*** SUPPLIED MATERIAL

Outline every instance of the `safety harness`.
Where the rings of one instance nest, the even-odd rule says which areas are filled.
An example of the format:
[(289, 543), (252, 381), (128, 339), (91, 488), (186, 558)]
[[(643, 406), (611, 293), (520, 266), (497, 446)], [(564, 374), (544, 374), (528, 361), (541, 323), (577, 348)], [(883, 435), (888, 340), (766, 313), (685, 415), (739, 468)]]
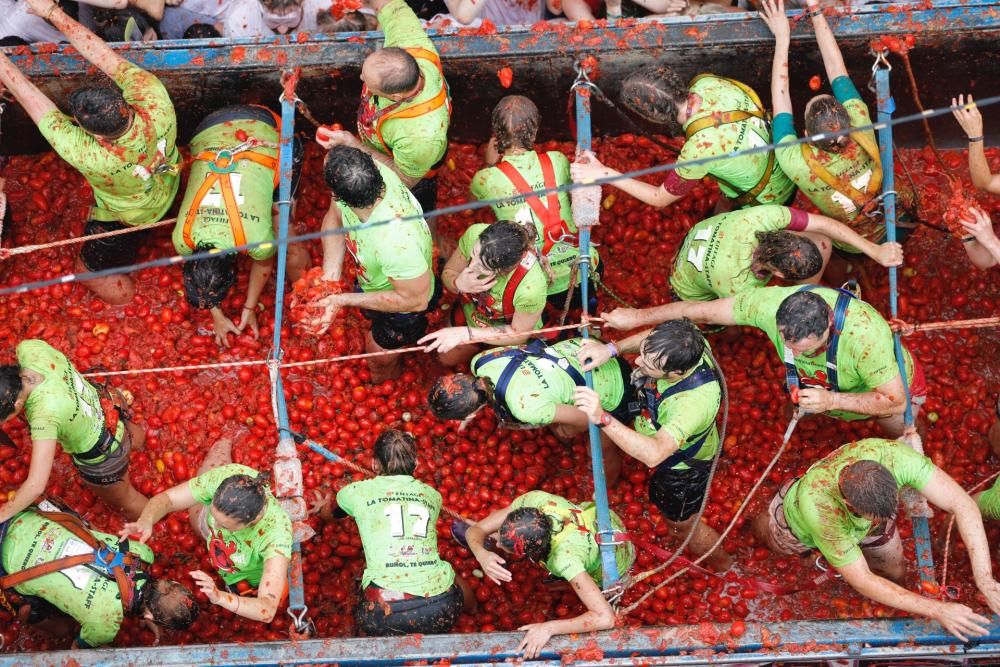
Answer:
[[(702, 79), (705, 78), (718, 79), (720, 81), (725, 81), (727, 83), (736, 86), (750, 99), (750, 101), (754, 105), (754, 108), (749, 111), (743, 111), (741, 109), (735, 111), (720, 111), (716, 113), (710, 113), (707, 116), (703, 116), (701, 118), (696, 118), (695, 120), (691, 121), (688, 124), (687, 128), (685, 128), (684, 130), (684, 136), (688, 141), (690, 141), (692, 137), (694, 137), (702, 130), (707, 130), (708, 128), (712, 127), (721, 127), (723, 125), (730, 125), (732, 123), (740, 123), (745, 120), (749, 120), (751, 118), (757, 118), (761, 120), (764, 123), (764, 127), (768, 128), (768, 131), (770, 131), (770, 117), (768, 116), (767, 110), (765, 109), (764, 104), (760, 101), (760, 97), (752, 88), (750, 88), (750, 86), (735, 79), (730, 79), (724, 76), (717, 76), (715, 74), (699, 74), (695, 78), (691, 79), (691, 83), (688, 84), (688, 88), (691, 88), (698, 81), (701, 81)], [(764, 188), (766, 188), (767, 184), (771, 181), (771, 175), (774, 173), (774, 164), (775, 164), (774, 151), (770, 151), (767, 154), (767, 167), (764, 169), (763, 175), (760, 177), (760, 180), (757, 181), (756, 185), (754, 185), (752, 188), (746, 191), (740, 190), (740, 188), (734, 186), (732, 183), (725, 180), (724, 178), (716, 176), (715, 174), (712, 174), (712, 178), (717, 180), (722, 185), (725, 185), (733, 192), (739, 193), (733, 199), (733, 203), (738, 208), (741, 206), (746, 206), (750, 202), (754, 201), (755, 199), (757, 199), (757, 196), (764, 191)]]
[(479, 312), (483, 317), (488, 320), (496, 319), (499, 314), (503, 319), (510, 324), (514, 321), (514, 295), (517, 294), (517, 288), (521, 286), (521, 281), (524, 277), (528, 275), (528, 271), (535, 266), (538, 262), (538, 258), (535, 253), (529, 250), (524, 253), (521, 261), (518, 263), (517, 268), (510, 274), (510, 278), (507, 279), (507, 285), (503, 288), (503, 299), (501, 303), (501, 310), (498, 313), (496, 309), (496, 300), (490, 295), (489, 292), (480, 292), (479, 294), (466, 294), (462, 293), (462, 301), (465, 303), (474, 304), (476, 311)]
[[(649, 379), (642, 387), (639, 388), (639, 401), (642, 404), (643, 415), (653, 424), (653, 428), (659, 431), (661, 424), (657, 419), (657, 415), (660, 413), (660, 405), (663, 401), (667, 400), (671, 396), (676, 396), (677, 394), (685, 391), (693, 391), (710, 382), (718, 381), (719, 376), (715, 372), (715, 369), (710, 367), (705, 361), (702, 361), (701, 364), (686, 378), (682, 379), (677, 384), (667, 387), (662, 392), (657, 391), (657, 381)], [(673, 468), (677, 464), (684, 463), (685, 461), (697, 456), (698, 452), (701, 451), (702, 446), (704, 446), (705, 441), (708, 440), (708, 436), (712, 433), (713, 428), (715, 428), (714, 419), (712, 420), (712, 423), (708, 425), (708, 428), (695, 433), (688, 439), (687, 447), (678, 449), (676, 452), (668, 456), (660, 463), (660, 465), (656, 466), (656, 469), (666, 470)]]
[[(851, 283), (848, 283), (850, 285)], [(820, 285), (803, 285), (797, 291), (812, 291), (821, 287)], [(853, 299), (857, 299), (854, 293), (838, 287), (837, 303), (833, 307), (833, 328), (830, 330), (830, 340), (826, 343), (826, 379), (830, 385), (830, 391), (840, 391), (840, 384), (837, 378), (837, 347), (840, 345), (840, 335), (844, 332), (844, 322), (847, 320), (847, 309)], [(798, 403), (800, 382), (799, 371), (795, 367), (795, 357), (791, 350), (782, 345), (782, 361), (785, 364), (785, 383), (788, 385), (788, 393), (794, 403)]]
[(532, 194), (534, 188), (524, 179), (517, 167), (510, 162), (501, 160), (497, 163), (497, 169), (507, 177), (519, 195), (524, 196), (524, 202), (531, 207), (535, 217), (542, 223), (542, 254), (548, 255), (552, 246), (566, 239), (572, 239), (573, 234), (569, 230), (566, 221), (562, 219), (562, 210), (559, 206), (559, 194), (552, 192), (556, 187), (556, 170), (552, 165), (552, 158), (548, 153), (538, 154), (538, 166), (542, 170), (542, 178), (545, 189), (550, 190), (545, 196), (545, 203)]
[[(168, 162), (167, 157), (167, 140), (160, 139), (157, 141), (155, 128), (153, 126), (153, 119), (150, 118), (149, 112), (147, 112), (142, 107), (133, 106), (132, 111), (139, 118), (142, 119), (142, 135), (146, 143), (146, 146), (156, 146), (156, 152), (150, 155), (146, 152), (139, 152), (136, 150), (125, 148), (113, 141), (109, 141), (104, 137), (96, 137), (97, 142), (109, 153), (117, 155), (122, 162), (126, 164), (131, 163), (135, 165), (132, 169), (132, 175), (142, 179), (143, 181), (148, 181), (153, 177), (153, 175), (161, 174), (178, 174), (180, 173), (180, 166), (177, 164), (171, 164)], [(177, 150), (176, 148), (174, 149)]]
[(507, 388), (510, 386), (510, 380), (514, 377), (514, 373), (521, 367), (521, 363), (530, 357), (548, 359), (562, 369), (577, 387), (587, 386), (583, 375), (570, 364), (569, 360), (565, 357), (552, 354), (549, 347), (540, 340), (533, 339), (520, 347), (499, 348), (486, 352), (476, 360), (476, 363), (472, 367), (473, 373), (478, 375), (480, 369), (492, 361), (507, 359), (507, 365), (500, 372), (500, 377), (497, 378), (496, 384), (493, 385), (493, 411), (503, 422), (520, 423), (511, 414), (510, 408), (507, 407)]
[[(122, 609), (127, 614), (136, 599), (136, 581), (139, 578), (145, 577), (145, 574), (141, 572), (142, 559), (131, 551), (127, 551), (128, 540), (119, 542), (118, 549), (112, 549), (105, 542), (97, 539), (83, 525), (83, 521), (72, 514), (58, 511), (49, 512), (37, 508), (32, 511), (49, 521), (59, 524), (71, 532), (74, 537), (90, 547), (92, 551), (90, 553), (57, 558), (56, 560), (41, 563), (12, 574), (3, 573), (3, 576), (0, 576), (0, 599), (2, 599), (0, 601), (6, 603), (3, 592), (8, 589), (20, 586), (32, 579), (38, 579), (39, 577), (82, 565), (103, 577), (115, 580), (115, 583), (118, 584), (118, 592), (121, 595)], [(12, 522), (13, 520), (8, 521), (3, 526), (3, 530), (0, 531), (0, 545), (3, 544), (7, 528)], [(2, 570), (0, 570), (0, 573), (2, 573)]]
[(198, 217), (198, 209), (201, 207), (201, 202), (216, 184), (218, 184), (219, 190), (222, 193), (222, 203), (226, 209), (226, 217), (229, 218), (229, 227), (233, 232), (233, 244), (236, 246), (246, 245), (247, 235), (243, 229), (240, 207), (236, 201), (236, 193), (233, 191), (233, 181), (230, 178), (230, 174), (236, 171), (241, 160), (249, 160), (274, 172), (274, 186), (277, 187), (279, 180), (278, 159), (254, 151), (255, 148), (261, 147), (275, 148), (274, 144), (251, 137), (233, 148), (223, 148), (218, 151), (202, 151), (192, 158), (192, 161), (207, 162), (209, 172), (205, 175), (205, 180), (201, 182), (197, 192), (195, 192), (194, 198), (191, 200), (191, 206), (184, 217), (182, 233), (184, 244), (188, 248), (191, 250), (197, 249), (194, 238), (191, 236), (194, 221)]
[(855, 220), (861, 218), (862, 216), (867, 217), (872, 213), (873, 209), (878, 206), (879, 197), (878, 192), (882, 188), (882, 163), (879, 158), (878, 144), (875, 139), (864, 132), (851, 132), (851, 140), (854, 143), (861, 146), (865, 154), (871, 160), (872, 164), (872, 177), (868, 184), (868, 194), (858, 190), (851, 183), (850, 179), (846, 178), (844, 175), (836, 175), (830, 172), (820, 160), (816, 157), (816, 151), (807, 143), (801, 144), (802, 147), (802, 158), (806, 161), (809, 166), (809, 171), (811, 171), (816, 178), (826, 183), (828, 186), (833, 188), (835, 191), (839, 192), (843, 196), (851, 200), (854, 204), (857, 214)]
[[(441, 58), (438, 54), (429, 49), (412, 47), (404, 50), (417, 60), (425, 60), (437, 68), (438, 72), (441, 73), (441, 89), (434, 97), (428, 100), (404, 107), (404, 104), (409, 103), (413, 100), (413, 98), (423, 92), (423, 78), (421, 77), (421, 85), (417, 91), (413, 93), (413, 95), (397, 102), (393, 102), (384, 109), (376, 110), (372, 108), (374, 103), (370, 101), (372, 94), (368, 90), (368, 86), (362, 86), (361, 111), (358, 114), (358, 134), (369, 139), (377, 139), (381, 149), (389, 157), (392, 157), (392, 148), (389, 147), (389, 144), (387, 144), (385, 139), (382, 137), (382, 124), (387, 120), (418, 118), (433, 111), (437, 111), (441, 107), (446, 107), (448, 109), (448, 118), (451, 118), (451, 98), (448, 96), (448, 83), (444, 80), (444, 68), (441, 66)], [(434, 169), (431, 169), (424, 175), (424, 178), (430, 178), (433, 175)]]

******

TASK TO COMPLETE >> Above are the entries. Copy exactly the part that opens with the line containing "An example of" and closes with the line containing "415), (739, 468)]]", and no more.

SOLVED EXERCISE >>
An example of the format:
[(289, 543), (252, 381), (128, 339), (91, 488), (186, 558)]
[[(643, 406), (611, 293), (520, 266), (497, 446)], [(564, 374), (544, 374), (528, 361), (541, 323), (577, 348)], [(883, 435), (888, 340), (766, 313), (685, 415), (739, 468)]]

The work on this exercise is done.